# Brief
Copy the entries word for word, from the first line through the line containing "x=681 y=803".

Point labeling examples

* START *

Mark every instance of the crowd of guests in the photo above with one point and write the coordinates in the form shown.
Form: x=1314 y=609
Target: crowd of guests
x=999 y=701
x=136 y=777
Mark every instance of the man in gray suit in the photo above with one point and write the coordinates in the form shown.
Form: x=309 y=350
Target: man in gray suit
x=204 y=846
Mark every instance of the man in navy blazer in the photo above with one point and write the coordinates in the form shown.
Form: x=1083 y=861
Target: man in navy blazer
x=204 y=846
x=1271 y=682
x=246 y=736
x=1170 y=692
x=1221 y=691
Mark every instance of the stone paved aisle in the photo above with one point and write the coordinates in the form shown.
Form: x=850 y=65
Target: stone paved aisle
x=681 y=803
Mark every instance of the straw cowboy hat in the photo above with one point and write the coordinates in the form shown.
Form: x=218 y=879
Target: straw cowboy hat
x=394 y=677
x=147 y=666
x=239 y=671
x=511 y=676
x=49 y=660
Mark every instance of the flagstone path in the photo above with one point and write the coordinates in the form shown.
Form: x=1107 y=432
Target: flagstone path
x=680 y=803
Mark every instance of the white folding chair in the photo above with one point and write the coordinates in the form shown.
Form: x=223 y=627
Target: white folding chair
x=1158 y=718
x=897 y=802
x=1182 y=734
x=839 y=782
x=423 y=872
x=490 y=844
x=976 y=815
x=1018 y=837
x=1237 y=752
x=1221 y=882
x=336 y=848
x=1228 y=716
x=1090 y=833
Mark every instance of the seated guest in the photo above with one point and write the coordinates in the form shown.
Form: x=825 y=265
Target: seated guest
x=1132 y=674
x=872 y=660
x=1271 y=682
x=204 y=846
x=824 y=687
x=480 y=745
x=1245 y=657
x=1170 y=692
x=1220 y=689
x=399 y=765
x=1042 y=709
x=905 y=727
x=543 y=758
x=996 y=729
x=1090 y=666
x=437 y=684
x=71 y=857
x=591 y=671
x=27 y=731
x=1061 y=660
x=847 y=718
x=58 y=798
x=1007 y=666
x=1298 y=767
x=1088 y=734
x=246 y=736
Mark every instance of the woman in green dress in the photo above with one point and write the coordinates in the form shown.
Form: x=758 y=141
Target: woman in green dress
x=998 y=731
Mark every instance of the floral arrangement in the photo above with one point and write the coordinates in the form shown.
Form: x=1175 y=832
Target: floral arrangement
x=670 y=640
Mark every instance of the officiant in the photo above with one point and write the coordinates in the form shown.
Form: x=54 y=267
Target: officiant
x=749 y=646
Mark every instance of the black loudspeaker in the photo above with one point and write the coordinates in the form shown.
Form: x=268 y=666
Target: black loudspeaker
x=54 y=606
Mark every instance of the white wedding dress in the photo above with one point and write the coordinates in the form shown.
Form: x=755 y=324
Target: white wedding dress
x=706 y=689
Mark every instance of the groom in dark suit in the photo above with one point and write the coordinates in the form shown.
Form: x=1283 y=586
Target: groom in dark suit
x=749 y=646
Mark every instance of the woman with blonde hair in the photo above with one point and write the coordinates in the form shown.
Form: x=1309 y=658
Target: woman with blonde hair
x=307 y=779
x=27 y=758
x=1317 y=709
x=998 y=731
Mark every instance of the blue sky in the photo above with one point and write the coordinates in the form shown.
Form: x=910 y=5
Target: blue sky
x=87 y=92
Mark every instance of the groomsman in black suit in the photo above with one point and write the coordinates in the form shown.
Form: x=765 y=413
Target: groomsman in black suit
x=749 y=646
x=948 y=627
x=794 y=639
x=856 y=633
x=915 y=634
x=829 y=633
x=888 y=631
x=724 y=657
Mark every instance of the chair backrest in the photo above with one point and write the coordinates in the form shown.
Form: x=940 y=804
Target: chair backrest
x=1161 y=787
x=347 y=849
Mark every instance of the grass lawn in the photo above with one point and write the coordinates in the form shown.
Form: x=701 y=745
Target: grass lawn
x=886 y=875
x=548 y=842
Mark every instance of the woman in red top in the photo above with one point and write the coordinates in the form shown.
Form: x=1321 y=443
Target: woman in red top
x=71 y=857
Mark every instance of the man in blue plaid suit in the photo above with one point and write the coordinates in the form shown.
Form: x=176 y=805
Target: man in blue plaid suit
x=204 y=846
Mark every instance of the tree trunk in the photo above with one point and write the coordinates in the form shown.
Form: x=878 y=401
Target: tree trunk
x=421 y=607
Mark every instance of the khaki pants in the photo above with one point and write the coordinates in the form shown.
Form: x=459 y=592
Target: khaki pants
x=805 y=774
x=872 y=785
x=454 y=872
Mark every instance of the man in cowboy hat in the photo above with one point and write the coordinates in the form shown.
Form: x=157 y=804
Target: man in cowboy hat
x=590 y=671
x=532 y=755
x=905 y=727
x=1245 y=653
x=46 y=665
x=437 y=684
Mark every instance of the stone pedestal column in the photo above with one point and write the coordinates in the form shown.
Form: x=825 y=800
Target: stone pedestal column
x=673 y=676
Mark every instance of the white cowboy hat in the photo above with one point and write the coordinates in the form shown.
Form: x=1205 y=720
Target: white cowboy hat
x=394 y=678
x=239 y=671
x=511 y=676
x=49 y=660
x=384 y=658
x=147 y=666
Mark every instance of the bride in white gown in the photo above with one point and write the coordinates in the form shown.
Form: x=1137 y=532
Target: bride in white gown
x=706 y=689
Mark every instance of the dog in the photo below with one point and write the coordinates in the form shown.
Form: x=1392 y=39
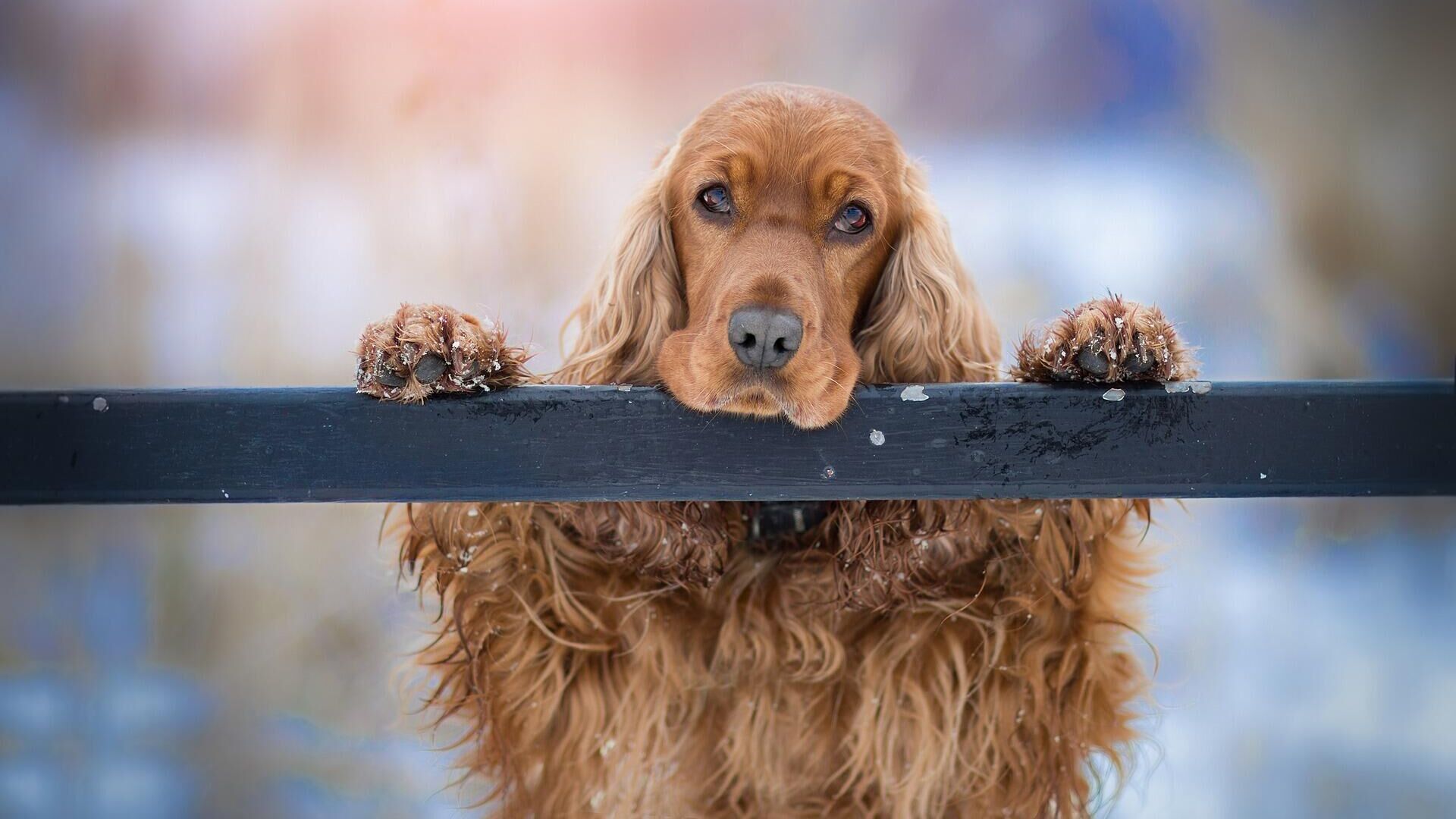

* END *

# Right answer
Mark every instance of the crowd of guests in the photo above with one point and write the coordinates in the form shown.
Form: x=1314 y=609
Target: crowd of guests
x=999 y=701
x=136 y=777
Mark every instance of the man in gray suit in the photo above with one point and write the coordinates in the form shown.
Form: x=309 y=350
Target: man in gray suit
x=204 y=846
Mark every instance of the man in navy blazer in the photo above with one point and write the coordinates in the form shown.
Form: x=1083 y=861
Target: man in navy blazer
x=204 y=846
x=1271 y=682
x=246 y=736
x=1170 y=692
x=1221 y=691
Mark every instance of the stone paved aisle in the photo above with one point and write the coordinates in the form shown.
Form: x=850 y=65
Target: stone paved aisle
x=681 y=803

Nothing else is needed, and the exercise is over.